• **ASSIGNMENT**
Reproduce every record below exactly as it appears.

Data records:
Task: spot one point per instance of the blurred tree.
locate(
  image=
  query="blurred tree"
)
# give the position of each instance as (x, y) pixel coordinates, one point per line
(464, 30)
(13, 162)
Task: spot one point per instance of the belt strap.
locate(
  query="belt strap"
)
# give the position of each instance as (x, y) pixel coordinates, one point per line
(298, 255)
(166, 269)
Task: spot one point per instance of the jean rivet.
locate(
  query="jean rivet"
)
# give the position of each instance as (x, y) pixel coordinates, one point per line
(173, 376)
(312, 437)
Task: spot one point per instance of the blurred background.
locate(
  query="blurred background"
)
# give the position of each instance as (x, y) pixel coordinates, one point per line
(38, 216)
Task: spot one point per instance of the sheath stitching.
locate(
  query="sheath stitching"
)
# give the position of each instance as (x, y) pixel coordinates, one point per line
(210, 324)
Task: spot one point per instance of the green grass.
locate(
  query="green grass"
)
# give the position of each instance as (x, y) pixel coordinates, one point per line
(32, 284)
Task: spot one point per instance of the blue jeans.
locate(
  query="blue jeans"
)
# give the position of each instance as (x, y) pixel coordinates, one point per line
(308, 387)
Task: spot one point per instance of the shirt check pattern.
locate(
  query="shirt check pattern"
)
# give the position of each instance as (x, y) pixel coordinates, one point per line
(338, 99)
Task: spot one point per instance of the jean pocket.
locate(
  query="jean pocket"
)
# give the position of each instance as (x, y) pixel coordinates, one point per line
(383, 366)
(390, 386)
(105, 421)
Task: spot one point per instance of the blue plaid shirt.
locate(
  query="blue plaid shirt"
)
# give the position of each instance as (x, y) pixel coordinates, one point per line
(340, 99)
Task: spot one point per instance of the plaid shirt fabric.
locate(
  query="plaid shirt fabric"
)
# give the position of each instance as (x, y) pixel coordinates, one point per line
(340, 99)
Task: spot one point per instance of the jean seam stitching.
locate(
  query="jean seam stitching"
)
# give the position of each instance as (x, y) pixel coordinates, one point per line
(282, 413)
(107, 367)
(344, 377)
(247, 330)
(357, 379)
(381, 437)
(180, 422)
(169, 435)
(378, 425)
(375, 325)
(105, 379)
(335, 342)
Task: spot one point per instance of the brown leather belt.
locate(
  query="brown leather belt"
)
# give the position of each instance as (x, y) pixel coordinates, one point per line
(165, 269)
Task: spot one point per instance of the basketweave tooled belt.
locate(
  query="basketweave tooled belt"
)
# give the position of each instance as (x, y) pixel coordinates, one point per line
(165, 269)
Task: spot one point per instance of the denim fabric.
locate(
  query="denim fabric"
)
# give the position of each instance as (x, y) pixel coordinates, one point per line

• **REPLY TO THE EXERCISE**
Task: spot one point per instance of the blurred tree.
locate(
  image=
  query="blurred tree"
)
# give the position of each instance as (x, y) pixel coordinates, one point per line
(464, 30)
(13, 162)
Task: spot one point per instance of the belt strap.
locate(
  query="belt strap"
)
# give the position of each instance as (x, y) pixel coordinates, one point per line
(298, 255)
(166, 269)
Task: spot one point per instance of the jean rivet.
locate(
  query="jean rivet"
)
# give the position of each instance as (x, y) pixel coordinates, one point per line
(173, 376)
(312, 437)
Task: spot one point per instance of the blurred background.
locate(
  query="blurred background"
)
# give the position of each instance as (x, y) pixel coordinates, one point per line
(38, 216)
Task: spot one point per instance of the sheath stitching.
locate(
  query="sheath stitching"
)
# give the position of each instance as (x, y) pixel coordinates, one point per line
(210, 324)
Task: spot one point per instance of the green grass.
locate(
  query="green grass"
)
# give the position of each instance as (x, y) pixel coordinates, one point per line
(32, 284)
Task: spot one point per instance of the blue jeans.
locate(
  query="blue jeans"
)
# give the position of each instance as (x, y) pixel coordinates, one point per line
(308, 387)
Task: spot one point per instance of the shirt check pattern.
locate(
  query="shirt check pattern"
)
# give the position of each instance as (x, y) pixel coordinates, one point per line
(338, 99)
Task: spot one point per instance of the jean pocket.
locate(
  query="jean pocket"
)
# give the position of each instance as (x, y) pixel coordinates, one point per line
(383, 366)
(390, 386)
(105, 421)
Task: spot one point per instance of the blue plaid shirt.
locate(
  query="blue plaid shirt"
)
# give the position of each instance as (x, y) pixel coordinates, one point per line
(340, 99)
Task: spot one point per instance of the plaid shirt fabric.
locate(
  query="plaid shirt fabric"
)
# give the position of each instance as (x, y) pixel coordinates, one point per line
(340, 99)
Task: spot one point per instance of the jean seam stitching.
locate(
  query="jean seam stitching"
)
# give the position of each instance as (x, y) pixel coordinates, one point per line
(282, 413)
(107, 367)
(344, 377)
(247, 330)
(357, 379)
(381, 437)
(180, 422)
(169, 435)
(378, 425)
(375, 325)
(105, 379)
(335, 342)
Task: spot one point per instance of the brown leather belt.
locate(
  query="brown leather belt"
)
# give the position of each instance as (x, y) pixel coordinates, one point per line
(165, 269)
Task: spot one point per instance of the basketweave tooled belt.
locate(
  query="basketweave tooled belt"
)
# give the position of each instance as (x, y) pixel coordinates, one point per line
(165, 269)
Task: spot one point per instance of the denim fabric.
locate(
  query="denim fabric"
)
# give the position of each instance as (x, y) pixel coordinates, one point per line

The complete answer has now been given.